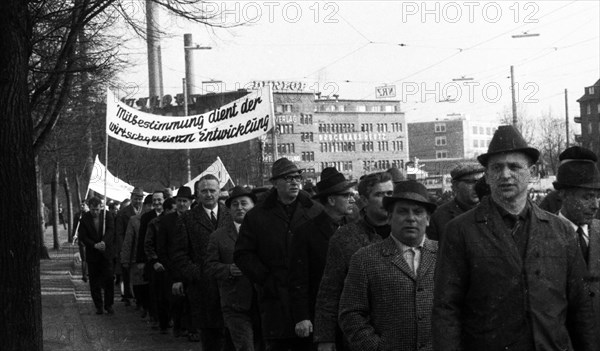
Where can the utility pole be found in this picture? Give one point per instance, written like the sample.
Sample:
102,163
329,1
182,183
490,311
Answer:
154,60
567,116
189,85
188,163
514,101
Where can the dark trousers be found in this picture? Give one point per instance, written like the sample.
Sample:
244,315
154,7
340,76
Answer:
126,282
141,296
291,344
101,278
159,297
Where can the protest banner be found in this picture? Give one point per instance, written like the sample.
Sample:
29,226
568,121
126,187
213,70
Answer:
243,119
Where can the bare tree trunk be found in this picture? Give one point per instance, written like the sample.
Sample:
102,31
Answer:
41,209
69,207
20,291
54,187
78,190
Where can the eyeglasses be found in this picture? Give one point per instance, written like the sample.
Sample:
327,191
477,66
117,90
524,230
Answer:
290,178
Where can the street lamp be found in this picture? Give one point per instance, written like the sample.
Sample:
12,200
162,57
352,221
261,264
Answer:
189,85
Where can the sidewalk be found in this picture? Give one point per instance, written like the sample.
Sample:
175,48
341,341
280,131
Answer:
69,320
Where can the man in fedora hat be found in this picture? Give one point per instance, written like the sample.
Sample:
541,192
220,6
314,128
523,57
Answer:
123,216
188,254
372,226
262,252
309,246
164,243
464,177
388,294
510,276
238,305
578,186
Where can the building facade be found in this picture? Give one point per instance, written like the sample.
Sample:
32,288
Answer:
589,106
355,136
440,144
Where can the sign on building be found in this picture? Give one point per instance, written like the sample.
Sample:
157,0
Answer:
385,91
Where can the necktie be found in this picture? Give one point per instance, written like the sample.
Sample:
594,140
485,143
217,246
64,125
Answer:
213,219
582,244
409,256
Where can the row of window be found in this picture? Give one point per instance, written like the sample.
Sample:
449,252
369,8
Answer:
482,130
342,166
308,156
481,143
307,136
381,165
338,147
358,108
285,128
336,127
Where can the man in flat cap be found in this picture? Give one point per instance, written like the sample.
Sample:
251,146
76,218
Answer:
388,293
309,246
133,209
464,177
509,275
578,186
262,252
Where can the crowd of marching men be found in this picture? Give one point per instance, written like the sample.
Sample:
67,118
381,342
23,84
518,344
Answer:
373,265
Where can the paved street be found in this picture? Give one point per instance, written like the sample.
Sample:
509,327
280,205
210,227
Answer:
69,318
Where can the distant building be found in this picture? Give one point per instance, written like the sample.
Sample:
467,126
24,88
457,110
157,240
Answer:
589,106
355,136
440,144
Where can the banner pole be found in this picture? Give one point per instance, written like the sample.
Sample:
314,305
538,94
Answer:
108,96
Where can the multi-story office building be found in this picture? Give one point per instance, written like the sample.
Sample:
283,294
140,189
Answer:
440,144
355,136
589,105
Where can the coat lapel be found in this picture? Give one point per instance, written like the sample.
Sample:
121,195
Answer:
390,249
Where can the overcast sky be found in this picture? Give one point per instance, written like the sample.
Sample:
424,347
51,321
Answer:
351,47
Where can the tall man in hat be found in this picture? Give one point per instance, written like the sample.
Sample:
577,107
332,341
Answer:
371,227
510,276
240,312
164,243
464,177
309,246
578,186
123,216
96,232
262,252
188,254
388,294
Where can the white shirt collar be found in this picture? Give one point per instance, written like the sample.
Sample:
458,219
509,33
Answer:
215,210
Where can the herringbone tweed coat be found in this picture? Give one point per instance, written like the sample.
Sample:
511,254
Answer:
384,305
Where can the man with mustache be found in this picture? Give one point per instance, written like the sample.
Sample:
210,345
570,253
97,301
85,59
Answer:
509,275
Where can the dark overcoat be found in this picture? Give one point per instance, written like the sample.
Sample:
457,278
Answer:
488,297
307,261
262,252
342,245
89,236
188,254
384,305
441,217
236,292
594,267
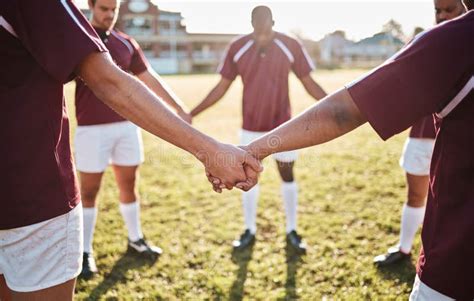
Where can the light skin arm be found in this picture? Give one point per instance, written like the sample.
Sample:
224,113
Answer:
133,100
155,83
213,97
312,87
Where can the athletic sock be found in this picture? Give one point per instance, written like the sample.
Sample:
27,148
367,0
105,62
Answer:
289,192
249,204
412,218
90,219
131,216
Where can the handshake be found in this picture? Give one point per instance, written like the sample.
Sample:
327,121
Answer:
228,166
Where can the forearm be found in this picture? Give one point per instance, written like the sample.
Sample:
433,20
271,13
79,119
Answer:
133,100
154,81
334,116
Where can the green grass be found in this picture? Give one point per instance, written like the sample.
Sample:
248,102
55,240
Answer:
351,193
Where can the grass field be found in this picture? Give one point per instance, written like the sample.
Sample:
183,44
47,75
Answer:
351,193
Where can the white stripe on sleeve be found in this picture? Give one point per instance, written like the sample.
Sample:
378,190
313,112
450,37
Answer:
7,27
242,50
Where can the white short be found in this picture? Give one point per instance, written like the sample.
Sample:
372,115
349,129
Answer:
248,136
42,255
97,146
416,157
422,292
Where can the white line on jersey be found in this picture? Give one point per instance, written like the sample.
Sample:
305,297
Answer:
124,41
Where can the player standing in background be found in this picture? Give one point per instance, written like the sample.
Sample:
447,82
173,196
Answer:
264,60
416,161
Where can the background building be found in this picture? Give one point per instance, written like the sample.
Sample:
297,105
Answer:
170,49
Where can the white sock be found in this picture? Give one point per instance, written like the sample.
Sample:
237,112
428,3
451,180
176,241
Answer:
249,204
131,216
412,218
90,218
289,192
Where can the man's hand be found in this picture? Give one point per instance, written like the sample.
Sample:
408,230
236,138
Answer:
228,166
250,173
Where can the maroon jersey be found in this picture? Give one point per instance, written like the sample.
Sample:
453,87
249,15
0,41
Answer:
424,128
42,43
264,73
127,54
435,74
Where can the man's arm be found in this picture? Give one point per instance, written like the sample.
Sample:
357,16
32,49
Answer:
134,101
153,81
334,116
214,96
312,87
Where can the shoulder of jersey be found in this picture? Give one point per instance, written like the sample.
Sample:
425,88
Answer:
287,39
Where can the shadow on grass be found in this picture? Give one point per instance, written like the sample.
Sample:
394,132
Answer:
118,273
405,272
293,262
242,259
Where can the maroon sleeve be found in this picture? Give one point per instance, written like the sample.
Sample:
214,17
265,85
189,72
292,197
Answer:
139,63
56,34
228,68
419,80
303,65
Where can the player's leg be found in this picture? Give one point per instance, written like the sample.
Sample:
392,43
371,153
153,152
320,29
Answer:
249,202
5,293
126,157
289,191
41,261
415,160
93,147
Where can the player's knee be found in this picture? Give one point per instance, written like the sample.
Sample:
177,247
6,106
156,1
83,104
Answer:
89,194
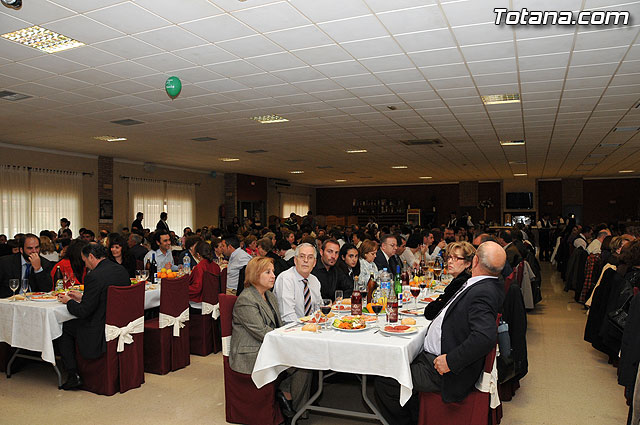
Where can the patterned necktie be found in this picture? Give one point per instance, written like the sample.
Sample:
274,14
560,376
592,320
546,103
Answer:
307,297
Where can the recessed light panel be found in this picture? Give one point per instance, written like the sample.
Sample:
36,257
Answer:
269,119
42,39
496,99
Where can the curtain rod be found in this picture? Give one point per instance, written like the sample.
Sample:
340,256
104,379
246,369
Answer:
156,180
84,173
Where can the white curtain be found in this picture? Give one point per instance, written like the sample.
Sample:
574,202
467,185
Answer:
181,200
55,194
15,201
146,196
290,202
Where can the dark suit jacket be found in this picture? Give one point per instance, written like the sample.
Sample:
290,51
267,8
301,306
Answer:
469,332
91,311
390,265
11,268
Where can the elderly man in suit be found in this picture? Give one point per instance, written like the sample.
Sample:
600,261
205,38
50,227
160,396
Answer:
457,341
386,255
27,264
90,309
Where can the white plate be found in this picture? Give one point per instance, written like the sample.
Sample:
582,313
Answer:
409,331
####
Task goal
Please update the entries from the line that contains "Where can the white plate" through the end of the entries, replacing "white plate" with "dinner plate" and leaving everything else unchanged.

Solution to the exercise
Where can the dinner plate be found in this picture? Give one point per instance, written like the sample.
Sample:
582,313
Answer:
409,331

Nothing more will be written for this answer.